Reproduce the rows from the line that has "Practice. Indicate each instance of the cutting" through the line that has "x=343, y=218", requests included, multiplying only the answer coordinates by 2.25 and rounding each to a whole number with halves going up, so the sample points in the requests stay as they are. Leave out the pictures.

Task data -

________

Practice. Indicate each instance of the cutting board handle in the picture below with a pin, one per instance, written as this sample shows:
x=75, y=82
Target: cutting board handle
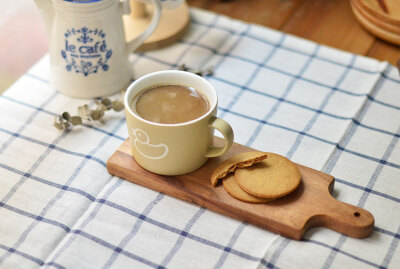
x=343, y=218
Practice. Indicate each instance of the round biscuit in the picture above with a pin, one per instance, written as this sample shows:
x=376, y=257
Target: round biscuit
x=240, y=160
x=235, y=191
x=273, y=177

________

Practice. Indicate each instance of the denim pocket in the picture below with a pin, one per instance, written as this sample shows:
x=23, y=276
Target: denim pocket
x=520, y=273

________

Response to the task -
Practice. Indicate each instance of the cutting board handle in the picture below with a pin, one per instance, written as this sample shows:
x=75, y=82
Target: cutting board handle
x=772, y=491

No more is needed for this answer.